● DATA UNDER STUDY
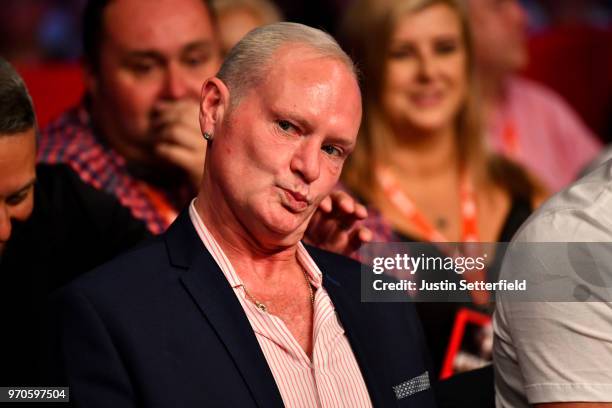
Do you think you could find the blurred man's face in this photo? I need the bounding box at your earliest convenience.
[0,129,36,255]
[217,8,262,57]
[468,0,528,76]
[205,47,362,246]
[90,0,221,165]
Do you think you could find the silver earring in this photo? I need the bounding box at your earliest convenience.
[203,132,213,141]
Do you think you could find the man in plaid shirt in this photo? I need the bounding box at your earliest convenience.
[38,0,218,234]
[38,0,372,253]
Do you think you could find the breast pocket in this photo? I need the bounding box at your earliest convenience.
[393,371,437,408]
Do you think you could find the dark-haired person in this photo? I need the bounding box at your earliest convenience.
[38,0,371,255]
[0,57,149,386]
[39,0,220,234]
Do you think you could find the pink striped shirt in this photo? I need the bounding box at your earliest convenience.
[189,201,372,407]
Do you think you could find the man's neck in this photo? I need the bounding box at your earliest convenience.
[477,68,512,121]
[89,96,158,170]
[194,188,301,282]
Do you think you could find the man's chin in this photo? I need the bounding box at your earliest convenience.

● ACTIVITY
What is needed here is an exact repetition of the listing above, pictures excluded.

● WRITTEN RESPONSE
Do you think you could find the blurred man's face in this photo? I need the bounding box at your earliest convenience.
[0,129,36,255]
[217,8,262,57]
[468,0,528,76]
[205,47,362,246]
[90,0,221,165]
Do you think you could find the silver earring in this photo? I need the bounding box at your earliest convenience.
[203,132,213,141]
Do you think you could find the man in plaid shirt in this photo? I need the bounding box at your earliest convenience.
[38,0,218,234]
[38,0,372,253]
Do you think you could find the breast pocket in this photo? I need the bounding box at your earliest convenience.
[393,371,437,408]
Do you think you could find the dark-haired person in this photo? I need the bounding box at your earliest convenience.
[38,0,371,255]
[0,57,149,386]
[39,0,220,234]
Do you think you could find the pink striped shirt in this photo? I need the bounding box at your earliest convenience.
[189,201,372,407]
Do you think you could find the man's neck in this photo? I need the bounding box at your earliest convenience.
[477,68,512,121]
[89,96,158,170]
[194,188,301,282]
Do you think you could find the man's chin in this photo? I need the bounding box at your earliest convenience.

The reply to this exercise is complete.